# Exercise description
All lines in the data bearing the string "below" should be identified and copied.
(Provided data begins)
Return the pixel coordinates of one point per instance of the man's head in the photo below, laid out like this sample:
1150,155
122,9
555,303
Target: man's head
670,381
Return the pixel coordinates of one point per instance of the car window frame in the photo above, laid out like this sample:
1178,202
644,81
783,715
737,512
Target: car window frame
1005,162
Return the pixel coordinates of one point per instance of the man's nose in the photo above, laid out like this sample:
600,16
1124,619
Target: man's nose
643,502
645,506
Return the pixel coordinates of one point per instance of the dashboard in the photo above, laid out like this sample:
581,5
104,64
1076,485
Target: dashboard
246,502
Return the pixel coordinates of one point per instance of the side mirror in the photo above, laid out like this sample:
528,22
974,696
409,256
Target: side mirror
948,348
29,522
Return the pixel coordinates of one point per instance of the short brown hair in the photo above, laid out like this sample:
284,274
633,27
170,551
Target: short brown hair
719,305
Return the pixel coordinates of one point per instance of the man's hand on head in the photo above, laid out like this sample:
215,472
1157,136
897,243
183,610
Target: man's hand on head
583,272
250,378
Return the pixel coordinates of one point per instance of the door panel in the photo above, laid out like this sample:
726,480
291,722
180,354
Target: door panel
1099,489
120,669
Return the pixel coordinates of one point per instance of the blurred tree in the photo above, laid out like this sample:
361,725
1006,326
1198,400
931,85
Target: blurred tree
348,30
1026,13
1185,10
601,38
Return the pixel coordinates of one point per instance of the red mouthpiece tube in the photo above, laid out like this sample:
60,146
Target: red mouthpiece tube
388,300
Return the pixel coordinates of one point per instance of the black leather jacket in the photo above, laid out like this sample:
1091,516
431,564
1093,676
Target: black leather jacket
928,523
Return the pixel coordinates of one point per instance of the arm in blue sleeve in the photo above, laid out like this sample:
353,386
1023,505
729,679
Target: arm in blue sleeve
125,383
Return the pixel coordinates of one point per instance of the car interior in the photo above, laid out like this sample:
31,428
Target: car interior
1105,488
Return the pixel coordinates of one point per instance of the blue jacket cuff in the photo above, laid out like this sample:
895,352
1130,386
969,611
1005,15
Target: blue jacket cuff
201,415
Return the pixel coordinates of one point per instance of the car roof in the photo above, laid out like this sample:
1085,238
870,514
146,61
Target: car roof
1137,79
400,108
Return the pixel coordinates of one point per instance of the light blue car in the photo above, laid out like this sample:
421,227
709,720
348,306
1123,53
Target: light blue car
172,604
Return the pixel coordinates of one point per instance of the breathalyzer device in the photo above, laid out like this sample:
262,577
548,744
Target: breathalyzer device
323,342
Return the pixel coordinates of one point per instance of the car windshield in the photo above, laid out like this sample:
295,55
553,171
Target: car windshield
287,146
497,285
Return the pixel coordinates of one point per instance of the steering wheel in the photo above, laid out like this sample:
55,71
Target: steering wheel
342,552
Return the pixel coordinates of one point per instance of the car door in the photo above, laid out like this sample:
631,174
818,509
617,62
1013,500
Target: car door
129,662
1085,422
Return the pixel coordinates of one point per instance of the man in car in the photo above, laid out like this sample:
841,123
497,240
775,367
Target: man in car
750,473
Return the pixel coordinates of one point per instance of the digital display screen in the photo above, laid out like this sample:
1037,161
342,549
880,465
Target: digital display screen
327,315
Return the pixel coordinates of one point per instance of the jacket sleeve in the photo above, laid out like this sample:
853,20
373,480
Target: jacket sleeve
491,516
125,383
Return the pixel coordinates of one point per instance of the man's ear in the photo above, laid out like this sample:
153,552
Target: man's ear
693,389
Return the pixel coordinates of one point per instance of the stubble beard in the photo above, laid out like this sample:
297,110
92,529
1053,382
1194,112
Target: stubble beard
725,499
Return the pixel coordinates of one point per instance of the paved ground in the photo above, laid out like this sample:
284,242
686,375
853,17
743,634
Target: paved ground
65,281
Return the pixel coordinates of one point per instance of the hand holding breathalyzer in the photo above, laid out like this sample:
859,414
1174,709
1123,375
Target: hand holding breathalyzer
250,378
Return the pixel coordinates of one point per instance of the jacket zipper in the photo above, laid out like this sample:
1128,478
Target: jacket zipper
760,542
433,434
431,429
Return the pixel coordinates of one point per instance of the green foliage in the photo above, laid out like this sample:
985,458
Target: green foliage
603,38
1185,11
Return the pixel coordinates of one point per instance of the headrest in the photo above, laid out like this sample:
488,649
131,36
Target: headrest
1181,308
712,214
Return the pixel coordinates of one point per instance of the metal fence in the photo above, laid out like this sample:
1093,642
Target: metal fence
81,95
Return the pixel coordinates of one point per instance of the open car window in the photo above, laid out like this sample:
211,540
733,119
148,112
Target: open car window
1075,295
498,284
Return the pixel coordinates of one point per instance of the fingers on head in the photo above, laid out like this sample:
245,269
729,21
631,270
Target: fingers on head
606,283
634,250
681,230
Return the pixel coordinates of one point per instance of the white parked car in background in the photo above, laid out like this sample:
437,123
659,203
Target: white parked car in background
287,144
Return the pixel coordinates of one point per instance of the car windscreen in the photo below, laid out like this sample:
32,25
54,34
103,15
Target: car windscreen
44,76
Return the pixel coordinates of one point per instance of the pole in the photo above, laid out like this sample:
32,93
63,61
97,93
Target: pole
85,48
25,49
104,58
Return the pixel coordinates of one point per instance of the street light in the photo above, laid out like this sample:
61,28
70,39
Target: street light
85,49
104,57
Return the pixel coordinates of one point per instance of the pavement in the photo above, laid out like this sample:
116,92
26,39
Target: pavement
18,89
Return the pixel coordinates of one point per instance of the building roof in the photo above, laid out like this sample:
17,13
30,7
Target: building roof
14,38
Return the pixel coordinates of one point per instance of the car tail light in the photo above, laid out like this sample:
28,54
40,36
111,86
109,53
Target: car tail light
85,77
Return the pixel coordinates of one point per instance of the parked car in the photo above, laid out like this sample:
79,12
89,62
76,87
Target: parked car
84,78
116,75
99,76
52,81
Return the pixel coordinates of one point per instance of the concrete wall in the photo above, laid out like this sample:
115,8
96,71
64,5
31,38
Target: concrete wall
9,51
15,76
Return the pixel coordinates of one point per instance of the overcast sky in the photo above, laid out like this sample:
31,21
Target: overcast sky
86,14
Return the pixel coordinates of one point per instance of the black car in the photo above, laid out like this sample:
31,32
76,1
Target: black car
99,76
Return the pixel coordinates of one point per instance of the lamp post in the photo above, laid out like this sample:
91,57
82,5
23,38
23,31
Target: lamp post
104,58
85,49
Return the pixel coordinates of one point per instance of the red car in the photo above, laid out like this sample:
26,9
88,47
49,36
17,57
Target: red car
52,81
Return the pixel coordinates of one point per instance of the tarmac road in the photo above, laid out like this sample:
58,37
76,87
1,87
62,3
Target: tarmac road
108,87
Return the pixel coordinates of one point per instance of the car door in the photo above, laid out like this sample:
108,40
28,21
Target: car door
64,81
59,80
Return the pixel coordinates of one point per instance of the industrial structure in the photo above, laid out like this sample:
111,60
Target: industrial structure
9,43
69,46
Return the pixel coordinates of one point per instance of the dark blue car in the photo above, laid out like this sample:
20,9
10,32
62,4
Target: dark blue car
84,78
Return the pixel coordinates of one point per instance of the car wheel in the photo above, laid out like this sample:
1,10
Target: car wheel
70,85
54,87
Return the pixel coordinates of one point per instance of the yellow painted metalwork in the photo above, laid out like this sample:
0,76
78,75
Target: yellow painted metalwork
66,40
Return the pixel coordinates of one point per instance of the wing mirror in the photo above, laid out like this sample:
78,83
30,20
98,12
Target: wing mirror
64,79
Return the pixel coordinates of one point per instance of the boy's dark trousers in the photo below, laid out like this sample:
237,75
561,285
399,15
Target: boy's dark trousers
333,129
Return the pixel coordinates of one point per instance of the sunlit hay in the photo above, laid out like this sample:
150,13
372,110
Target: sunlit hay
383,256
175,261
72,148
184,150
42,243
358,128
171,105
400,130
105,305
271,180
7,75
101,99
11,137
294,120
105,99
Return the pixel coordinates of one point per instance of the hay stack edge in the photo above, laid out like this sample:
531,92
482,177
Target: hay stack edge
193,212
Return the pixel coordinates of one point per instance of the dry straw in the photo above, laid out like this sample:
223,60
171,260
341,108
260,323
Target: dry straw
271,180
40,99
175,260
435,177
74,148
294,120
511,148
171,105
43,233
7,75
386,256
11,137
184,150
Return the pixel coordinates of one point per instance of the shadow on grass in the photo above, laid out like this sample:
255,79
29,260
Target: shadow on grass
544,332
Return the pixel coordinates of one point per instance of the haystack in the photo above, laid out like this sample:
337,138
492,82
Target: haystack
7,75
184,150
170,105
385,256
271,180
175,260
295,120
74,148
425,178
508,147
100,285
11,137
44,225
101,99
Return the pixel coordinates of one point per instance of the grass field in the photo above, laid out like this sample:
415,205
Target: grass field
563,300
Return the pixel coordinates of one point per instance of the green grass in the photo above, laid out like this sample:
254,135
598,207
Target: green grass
(Provided data ends)
# Finished task
Return the pixel coordinates of one point per instance of the man's head in the photo below, laid out like this sample:
Return the pixel coordinates of one point per instance of the car windscreen in the photo below, laid out like this sample:
Return the pixel coordinates of one point per instance of the boy's dark trousers in the photo below, laid out like this sample:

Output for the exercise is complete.